### BRIEF
Could you write out each of the records below exactly?

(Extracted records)
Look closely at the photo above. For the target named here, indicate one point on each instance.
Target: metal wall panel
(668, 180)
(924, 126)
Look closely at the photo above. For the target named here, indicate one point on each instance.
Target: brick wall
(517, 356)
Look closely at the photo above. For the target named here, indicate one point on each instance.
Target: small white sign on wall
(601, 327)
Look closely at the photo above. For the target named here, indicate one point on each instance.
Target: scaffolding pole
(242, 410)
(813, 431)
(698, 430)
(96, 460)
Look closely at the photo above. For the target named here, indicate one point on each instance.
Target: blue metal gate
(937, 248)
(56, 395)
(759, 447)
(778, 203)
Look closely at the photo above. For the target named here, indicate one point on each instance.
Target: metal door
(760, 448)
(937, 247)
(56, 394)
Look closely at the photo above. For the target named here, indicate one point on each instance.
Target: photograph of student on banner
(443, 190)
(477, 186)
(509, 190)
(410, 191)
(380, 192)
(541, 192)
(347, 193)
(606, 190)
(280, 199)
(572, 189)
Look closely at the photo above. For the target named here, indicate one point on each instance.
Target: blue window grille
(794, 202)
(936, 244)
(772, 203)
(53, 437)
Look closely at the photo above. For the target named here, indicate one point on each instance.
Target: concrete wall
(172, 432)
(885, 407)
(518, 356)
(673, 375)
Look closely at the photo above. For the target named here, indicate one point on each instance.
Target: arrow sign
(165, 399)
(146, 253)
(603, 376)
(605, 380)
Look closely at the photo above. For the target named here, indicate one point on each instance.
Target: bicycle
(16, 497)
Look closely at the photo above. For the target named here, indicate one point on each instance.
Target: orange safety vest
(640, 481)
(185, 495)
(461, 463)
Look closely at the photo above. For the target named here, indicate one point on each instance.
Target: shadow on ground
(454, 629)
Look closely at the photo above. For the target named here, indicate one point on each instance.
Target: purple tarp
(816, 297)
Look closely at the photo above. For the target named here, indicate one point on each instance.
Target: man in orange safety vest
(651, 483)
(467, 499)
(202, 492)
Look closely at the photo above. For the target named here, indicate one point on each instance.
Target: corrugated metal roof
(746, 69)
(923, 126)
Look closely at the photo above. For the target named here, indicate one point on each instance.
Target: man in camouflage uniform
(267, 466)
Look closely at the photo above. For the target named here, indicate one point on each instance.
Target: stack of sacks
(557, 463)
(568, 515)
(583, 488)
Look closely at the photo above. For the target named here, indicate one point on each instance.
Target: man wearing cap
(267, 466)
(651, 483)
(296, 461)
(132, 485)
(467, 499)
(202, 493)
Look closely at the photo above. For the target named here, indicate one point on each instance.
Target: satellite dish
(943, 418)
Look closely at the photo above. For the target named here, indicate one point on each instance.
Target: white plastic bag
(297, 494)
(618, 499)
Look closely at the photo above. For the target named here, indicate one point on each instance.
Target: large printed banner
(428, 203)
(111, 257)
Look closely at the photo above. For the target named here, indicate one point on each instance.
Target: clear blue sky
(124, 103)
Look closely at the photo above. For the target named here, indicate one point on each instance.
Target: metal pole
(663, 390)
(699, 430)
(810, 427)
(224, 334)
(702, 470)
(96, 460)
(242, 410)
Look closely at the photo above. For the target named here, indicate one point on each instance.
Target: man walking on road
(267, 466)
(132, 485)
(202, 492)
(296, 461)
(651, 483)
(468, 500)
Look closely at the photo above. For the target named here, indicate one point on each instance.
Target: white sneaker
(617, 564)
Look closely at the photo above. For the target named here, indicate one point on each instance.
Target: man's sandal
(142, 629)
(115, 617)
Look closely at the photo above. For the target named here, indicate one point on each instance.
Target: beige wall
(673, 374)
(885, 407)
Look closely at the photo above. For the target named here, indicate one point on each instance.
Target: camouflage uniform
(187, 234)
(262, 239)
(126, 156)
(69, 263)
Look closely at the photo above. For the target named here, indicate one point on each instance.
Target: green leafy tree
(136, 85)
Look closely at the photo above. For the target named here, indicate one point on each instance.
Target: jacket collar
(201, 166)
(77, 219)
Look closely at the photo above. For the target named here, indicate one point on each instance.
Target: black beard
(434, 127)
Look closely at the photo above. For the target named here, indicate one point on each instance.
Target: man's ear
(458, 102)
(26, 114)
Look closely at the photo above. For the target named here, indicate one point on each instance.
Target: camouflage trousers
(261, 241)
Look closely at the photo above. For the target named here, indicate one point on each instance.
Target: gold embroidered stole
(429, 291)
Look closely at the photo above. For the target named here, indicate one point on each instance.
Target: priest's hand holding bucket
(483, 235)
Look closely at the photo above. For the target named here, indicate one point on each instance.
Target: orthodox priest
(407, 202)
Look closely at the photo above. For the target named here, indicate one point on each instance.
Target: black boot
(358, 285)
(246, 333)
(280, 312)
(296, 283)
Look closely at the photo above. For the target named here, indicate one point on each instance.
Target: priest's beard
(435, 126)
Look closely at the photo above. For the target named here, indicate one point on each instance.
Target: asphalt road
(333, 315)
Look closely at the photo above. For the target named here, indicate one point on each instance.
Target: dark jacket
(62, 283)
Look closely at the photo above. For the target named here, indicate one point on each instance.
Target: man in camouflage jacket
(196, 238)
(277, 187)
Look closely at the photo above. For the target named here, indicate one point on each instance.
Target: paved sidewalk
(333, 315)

### OUTPUT OF THE TASK
Look closely at the photo above. For the target named here, indicate one point on each instance.
Target: metal wall panel
(668, 180)
(924, 126)
Look closely at the photo above. For the target named here, indicate one point on each instance.
Target: brick wall
(517, 356)
Look closely at the photo above. For the target named here, indicate one point on each instance.
Target: small white sign on wall
(601, 327)
Look closely at the photo above. For the target named here, indicate one point on each instance.
Target: scaffolding pole
(242, 410)
(813, 431)
(698, 430)
(96, 460)
Look closely at the photo above. For the target named here, indicate one point on each instance.
Target: blue metal gate
(937, 248)
(56, 395)
(759, 447)
(778, 203)
Look closely at the photo above. For the target named here, indicate one point on each instance.
Target: metal door
(760, 448)
(937, 247)
(56, 394)
Look closely at the photo above. For the target named here, indicate one point on each instance.
Target: photograph of student on banner
(443, 190)
(477, 186)
(509, 190)
(410, 191)
(380, 192)
(541, 192)
(347, 193)
(606, 190)
(280, 199)
(572, 189)
Look closely at the photo above. For the target named here, indicate one point on each instance.
Target: blue window grille
(794, 202)
(936, 244)
(772, 203)
(53, 437)
Look closely at the photo above. For the target named here, indicate one point on each instance.
Target: concrete wall
(172, 432)
(885, 407)
(518, 356)
(673, 375)
Look closely at the photo above. For the target named here, indicate one point on each instance.
Target: arrow sign
(165, 399)
(146, 253)
(603, 376)
(605, 380)
Look closely at the photo above. For the target named here, indicate one point on each instance.
Target: bicycle
(16, 497)
Look closely at the photo above. For the target named here, indicate one point on each instance.
Target: orange safety vest
(640, 481)
(185, 495)
(461, 463)
Look closely at the photo above. For the target named here, indicate one point on each instance.
Target: shadow on ground
(454, 629)
Look closely at the photo above. For the target named here, indicate one point on each instance.
Target: purple tarp
(816, 297)
Look closely at the photo above. For the target named here, indicate one point on each instance.
Target: man in orange safety vest
(651, 483)
(467, 499)
(202, 492)
Look closely at the photo above. For the target named here, indicate one point on each instance.
Target: corrugated metal roof
(746, 69)
(923, 126)
Look closely at the photo above. For the target named here, indicate one point on each instance.
Target: man in camouflage uniform
(267, 466)
Look closely at the photo above. For the target named here, indicate one point on each instance.
Target: stack of sacks
(557, 463)
(568, 515)
(583, 488)
Look closely at the photo above. For the target named here, indicate one point on each instance.
Target: man wearing cap
(267, 466)
(651, 483)
(296, 461)
(132, 485)
(467, 499)
(202, 493)
Look closely at the photo above. For the target named here, indicate one point on each instance.
Target: satellite dish
(943, 418)
Look closely at the photo above. For the target named here, indicate one point on each instance.
Target: white plastic bag
(297, 494)
(618, 499)
Look closely at the photo above. For the target named here, indicate one point on each instance.
Target: large printed banner
(428, 203)
(111, 257)
Look closely at the photo above. For the target named here, indicate one point on each instance.
Target: clear blue sky
(124, 103)
Look closely at the photo above. For the target named here, indicate one point on each instance.
Target: metal pole
(663, 390)
(699, 430)
(810, 427)
(224, 334)
(702, 470)
(96, 460)
(242, 410)
Look closely at the photo above. For the target named here, indicate one point on each instance.
Target: man walking on road
(267, 466)
(132, 485)
(202, 492)
(296, 461)
(651, 483)
(468, 500)
Look closely at the photo above. For the target named here, indicate one point on each instance.
Target: white sneaker
(617, 564)
Look closely at the photo above. For the target named here, indicate one point on each instance.
Target: man's sandal
(142, 629)
(115, 617)
Look closely at the photo above. For the target named here, indicate one point on each instance.
Target: beige wall
(673, 374)
(885, 407)
Look closely at the photo above. For the target named here, indicate one point on each instance.
Target: camouflage uniform
(187, 234)
(262, 239)
(126, 156)
(69, 263)
Look closely at the photo above. For the target named here, indicate one point on each instance.
Target: green leafy tree
(136, 85)
Look closely at the photo above. For the target named here, indicate one point on each instance.
Target: jacket collar
(201, 166)
(77, 219)
Look closely at the photo above. For the target named here, indicate one point on each instance.
Target: black beard
(434, 127)
Look closely at the photo above. For the target named here, indicate one point on each instance.
Target: man's ear
(458, 102)
(26, 114)
Look closely at the photo above. For the target named here, indicate one point on each instance.
Target: camouflage trousers
(261, 241)
Look closely at the photo above. For the target named here, indicate one point on each instance.
Target: gold embroidered stole
(429, 291)
Look closely at the photo above. For the target named here, indicate one point on each instance.
Target: priest's hand holding bucket
(483, 235)
Look closely at the photo above. For the target named here, indicate one point on each instance.
Target: orthodox priest
(407, 202)
Look closely at the photo above. For the target named here, indicate one point on each instance.
Target: black boot
(358, 285)
(246, 333)
(280, 312)
(296, 283)
Look closely at the photo above. For the target named here, indicate one point on each instance.
Target: priest's beard
(435, 126)
Look closely at the photo above. For the target named here, indicate one point on each instance.
Target: asphalt road
(333, 315)
Look closely at the photo above. For the target named here, indicate one point on each instance.
Target: dark jacket
(62, 283)
Look closely at the photo above. For the target named here, indicate one point on each instance.
Target: man in camouflage jacket
(196, 238)
(277, 187)
Look closely at the photo above. For the target named here, indicate one point on each instance.
Target: paved sidewalk
(333, 315)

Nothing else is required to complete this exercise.